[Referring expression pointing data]
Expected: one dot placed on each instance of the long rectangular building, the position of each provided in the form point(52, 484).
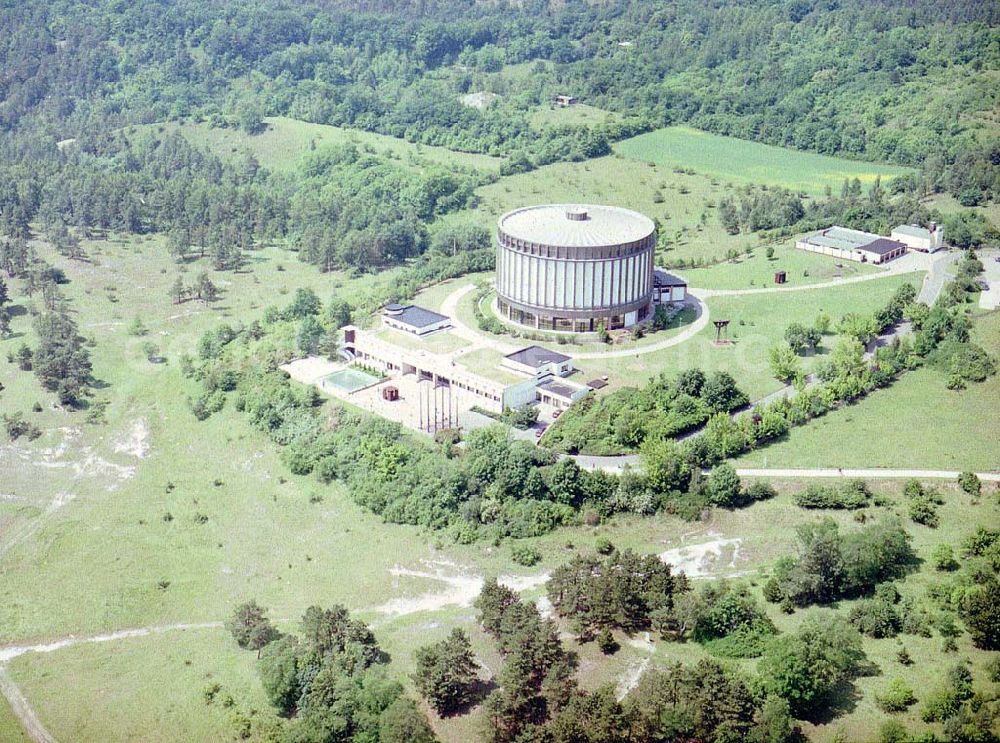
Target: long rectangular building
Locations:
point(537, 365)
point(852, 245)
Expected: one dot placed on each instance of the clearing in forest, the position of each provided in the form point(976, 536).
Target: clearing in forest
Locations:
point(742, 162)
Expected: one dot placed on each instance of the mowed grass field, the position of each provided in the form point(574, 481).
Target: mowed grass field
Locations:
point(916, 423)
point(757, 270)
point(677, 200)
point(552, 114)
point(742, 162)
point(281, 146)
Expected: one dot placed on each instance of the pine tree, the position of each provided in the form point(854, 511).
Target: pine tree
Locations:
point(178, 292)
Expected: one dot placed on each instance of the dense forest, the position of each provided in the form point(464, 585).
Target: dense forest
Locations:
point(909, 83)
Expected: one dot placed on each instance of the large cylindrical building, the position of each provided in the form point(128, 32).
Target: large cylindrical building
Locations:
point(572, 268)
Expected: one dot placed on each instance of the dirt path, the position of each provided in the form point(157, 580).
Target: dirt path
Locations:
point(22, 710)
point(19, 703)
point(868, 474)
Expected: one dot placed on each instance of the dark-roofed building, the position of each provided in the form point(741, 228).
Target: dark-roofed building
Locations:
point(537, 361)
point(884, 249)
point(560, 393)
point(413, 319)
point(667, 287)
point(852, 245)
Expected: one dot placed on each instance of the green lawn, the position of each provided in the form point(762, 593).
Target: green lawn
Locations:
point(757, 322)
point(915, 423)
point(282, 144)
point(10, 729)
point(742, 162)
point(758, 270)
point(441, 342)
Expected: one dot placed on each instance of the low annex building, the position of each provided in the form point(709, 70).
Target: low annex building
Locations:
point(852, 245)
point(542, 371)
point(413, 319)
point(537, 361)
point(667, 287)
point(924, 239)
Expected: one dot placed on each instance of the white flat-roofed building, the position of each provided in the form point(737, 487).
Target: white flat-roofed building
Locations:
point(541, 368)
point(536, 361)
point(924, 239)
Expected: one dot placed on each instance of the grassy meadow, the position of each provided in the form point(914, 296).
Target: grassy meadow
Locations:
point(757, 321)
point(742, 162)
point(152, 518)
point(757, 270)
point(917, 422)
point(685, 205)
point(284, 141)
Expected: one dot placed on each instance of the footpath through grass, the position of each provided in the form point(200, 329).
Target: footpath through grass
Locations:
point(740, 161)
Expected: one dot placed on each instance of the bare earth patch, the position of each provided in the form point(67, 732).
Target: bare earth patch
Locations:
point(461, 587)
point(135, 441)
point(712, 559)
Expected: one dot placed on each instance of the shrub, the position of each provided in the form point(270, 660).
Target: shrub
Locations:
point(604, 546)
point(606, 642)
point(922, 511)
point(760, 490)
point(875, 618)
point(525, 555)
point(970, 483)
point(892, 731)
point(943, 558)
point(897, 697)
point(851, 495)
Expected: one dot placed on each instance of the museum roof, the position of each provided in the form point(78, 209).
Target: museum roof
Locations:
point(913, 230)
point(576, 225)
point(665, 278)
point(536, 356)
point(416, 317)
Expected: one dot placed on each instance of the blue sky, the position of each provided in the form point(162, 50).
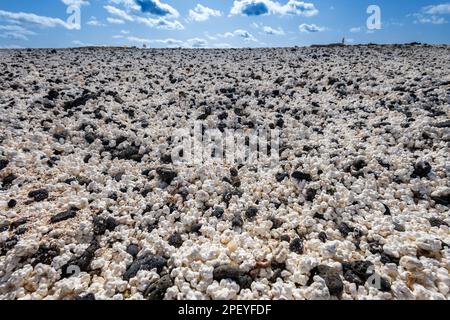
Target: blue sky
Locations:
point(218, 23)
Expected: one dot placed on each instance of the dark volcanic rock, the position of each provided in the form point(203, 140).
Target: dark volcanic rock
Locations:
point(157, 290)
point(3, 163)
point(45, 254)
point(82, 263)
point(251, 213)
point(68, 214)
point(421, 169)
point(175, 240)
point(300, 176)
point(133, 249)
point(233, 273)
point(166, 175)
point(85, 97)
point(145, 263)
point(218, 212)
point(296, 246)
point(345, 229)
point(436, 222)
point(38, 195)
point(100, 225)
point(332, 279)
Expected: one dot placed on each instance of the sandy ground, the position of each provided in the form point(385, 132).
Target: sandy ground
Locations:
point(92, 204)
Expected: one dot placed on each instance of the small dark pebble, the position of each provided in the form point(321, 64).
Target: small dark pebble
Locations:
point(281, 176)
point(421, 169)
point(399, 227)
point(145, 263)
point(276, 223)
point(12, 203)
point(386, 258)
point(217, 212)
point(237, 221)
point(18, 223)
point(45, 255)
point(133, 249)
point(351, 277)
point(3, 163)
point(332, 279)
point(21, 230)
point(81, 263)
point(38, 195)
point(436, 222)
point(296, 246)
point(68, 214)
point(157, 290)
point(251, 212)
point(4, 226)
point(362, 269)
point(100, 225)
point(8, 245)
point(345, 229)
point(175, 240)
point(300, 176)
point(233, 273)
point(310, 194)
point(87, 297)
point(323, 237)
point(166, 175)
point(8, 180)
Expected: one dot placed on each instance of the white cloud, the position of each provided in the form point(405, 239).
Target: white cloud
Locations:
point(266, 7)
point(160, 23)
point(157, 8)
point(32, 18)
point(247, 36)
point(15, 32)
point(310, 28)
point(430, 20)
point(94, 22)
point(169, 42)
point(202, 13)
point(138, 40)
point(119, 13)
point(207, 35)
point(115, 21)
point(196, 43)
point(222, 45)
point(75, 3)
point(271, 31)
point(129, 4)
point(437, 9)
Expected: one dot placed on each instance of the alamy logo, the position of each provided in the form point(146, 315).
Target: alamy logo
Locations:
point(374, 20)
point(74, 20)
point(200, 145)
point(74, 12)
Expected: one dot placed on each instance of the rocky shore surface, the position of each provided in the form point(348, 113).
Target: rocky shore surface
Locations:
point(92, 207)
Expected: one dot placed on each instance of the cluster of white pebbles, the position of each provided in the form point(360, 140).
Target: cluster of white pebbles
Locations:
point(92, 207)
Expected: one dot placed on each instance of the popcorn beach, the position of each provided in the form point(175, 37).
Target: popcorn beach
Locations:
point(354, 205)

YOUR INSTRUCTIONS -> Print every entry exactly. Pictures are not part of the copy.

REPLY ->
Expected: one dot placed on each instance of the long rectangular building, the position of each provided in the form point(52, 484).
Target: long rectangular building
Locations:
point(537, 365)
point(852, 245)
Expected: one dot placed on each instance of the clearing in forest, the position of each provided in the form point(976, 536).
Target: clearing in forest
Locations:
point(742, 162)
Expected: one dot placed on each instance of the mowed grass field, the position of each provided in the form point(574, 481).
Target: mowed grass field
Locations:
point(916, 423)
point(757, 270)
point(677, 200)
point(552, 114)
point(742, 162)
point(281, 146)
Expected: one dot placed on each instance of the pine tree, the position of each provided in the form point(854, 511).
Target: pine tree
Locations:
point(178, 292)
Expected: one dot placed on each instance of the dense forest, the position of each provided in the form point(464, 585).
Target: dense forest
Locations:
point(909, 83)
Expected: one dot placed on each instance of the large cylindrical building, the position of each provided in the form point(128, 32).
Target: large cylindrical building
Locations:
point(572, 268)
Expected: one dot placed on each instance of the dirt path, the position of each provided in the form point(157, 580).
Target: dirt path
Locations:
point(22, 710)
point(19, 703)
point(868, 474)
Expected: one dot placed on each instance of the dark-roofed building, the position of each provided in the form point(741, 228).
Target: dark-roofed building
Locations:
point(537, 361)
point(884, 249)
point(560, 393)
point(413, 319)
point(667, 287)
point(852, 245)
Expected: one dot placed on each instance of the green lawn, the position of each provided in the form point(762, 593).
Target: green lawn
Locations:
point(757, 322)
point(915, 423)
point(282, 144)
point(10, 729)
point(742, 162)
point(758, 270)
point(441, 342)
Expected: one dot placed on each instance of the low annex building, the position of each provided in the form point(709, 70).
Target: low annex building
Locations:
point(852, 245)
point(542, 371)
point(413, 319)
point(537, 361)
point(667, 287)
point(924, 239)
Expected: one dot placed on each instance of the white flat-roofed building, the position of each provided in the form point(737, 487).
Target: white flat-roofed building
Locations:
point(541, 368)
point(536, 361)
point(924, 239)
Expected: one dot placed on each instance of the grassy meadow, the position of each provided in the form point(914, 296).
Target: grassy meadow
Locations:
point(757, 321)
point(742, 162)
point(152, 518)
point(757, 270)
point(917, 422)
point(685, 205)
point(284, 141)
Expected: one dot placed on each instance of the footpath through grass, the position of each provided in the form point(200, 329).
Target: footpath through grass
Locations:
point(740, 161)
Expected: one dot placed on each instance of the bare earth patch, the position of each provided in the form point(67, 732).
Target: bare earth patch
Locations:
point(461, 587)
point(135, 441)
point(712, 559)
Expected: one dot placed on each instance of the shrub, the position of each provided in the form point(270, 660).
Target: shrub
Locations:
point(604, 546)
point(606, 642)
point(922, 511)
point(760, 490)
point(875, 618)
point(525, 555)
point(970, 483)
point(892, 731)
point(943, 558)
point(897, 697)
point(851, 495)
Expected: one dot placed on each instance of the museum roof, the position of each provided in the form point(78, 209).
Target: museum roof
Locations:
point(913, 230)
point(576, 225)
point(665, 278)
point(536, 356)
point(416, 317)
Expected: one dot placed on each instance of the blue sky, the position of each provided in the form point(162, 50).
Target: blue sky
Locations:
point(218, 23)
Expected: one dot placed on each instance of the dark volcanic rock, the position of each provided in the form point(203, 140).
Target: dark volcanic rock
Locations:
point(157, 290)
point(3, 163)
point(45, 254)
point(82, 263)
point(251, 213)
point(68, 214)
point(421, 169)
point(175, 240)
point(300, 176)
point(133, 249)
point(233, 273)
point(166, 175)
point(85, 97)
point(145, 263)
point(218, 212)
point(296, 246)
point(345, 229)
point(436, 222)
point(38, 195)
point(100, 225)
point(332, 279)
Expected: one dot placed on each instance of the sandy ground, the position of each provided in the form point(385, 132).
Target: sandy ground
Locations:
point(92, 204)
Expected: one dot placed on each instance of the small dark pebble, the position of each provided in the form point(321, 64).
Target: small dark pebble
Locations:
point(281, 176)
point(421, 169)
point(399, 227)
point(145, 263)
point(276, 223)
point(12, 203)
point(386, 258)
point(217, 212)
point(237, 221)
point(18, 223)
point(45, 255)
point(133, 249)
point(351, 277)
point(3, 163)
point(332, 279)
point(21, 230)
point(81, 263)
point(38, 195)
point(436, 222)
point(296, 246)
point(68, 214)
point(157, 290)
point(251, 212)
point(4, 226)
point(362, 269)
point(100, 225)
point(8, 245)
point(345, 229)
point(175, 240)
point(300, 176)
point(233, 273)
point(310, 194)
point(87, 297)
point(323, 237)
point(166, 175)
point(8, 180)
Expected: one dot placed on each instance of the white cloud, the position of each provided in the form point(405, 239).
Target: white cloud
Locations:
point(266, 7)
point(160, 23)
point(157, 8)
point(32, 18)
point(247, 36)
point(15, 32)
point(310, 28)
point(430, 20)
point(94, 22)
point(169, 42)
point(202, 13)
point(138, 40)
point(119, 13)
point(207, 35)
point(115, 21)
point(196, 43)
point(222, 45)
point(75, 3)
point(271, 31)
point(129, 4)
point(437, 9)
Expected: one dot placed on each instance of the alamy logo, the position of each provided in the form point(146, 315).
Target: alamy logo
Locations:
point(374, 20)
point(74, 20)
point(200, 145)
point(74, 12)
Expected: one dot placed on each instance of the rocky shore surface, the position of each provided in the form point(348, 113).
Target: rocky shore surface
Locations:
point(92, 207)
Expected: one dot placed on each instance of the cluster of white pebbles, the position of each provided in the form point(360, 140).
Target: cluster of white pebbles
Locations:
point(92, 207)
Expected: one dot placed on each instance of the popcorn beach, the position of each provided in the form point(175, 37).
Target: popcorn beach
Locations:
point(354, 205)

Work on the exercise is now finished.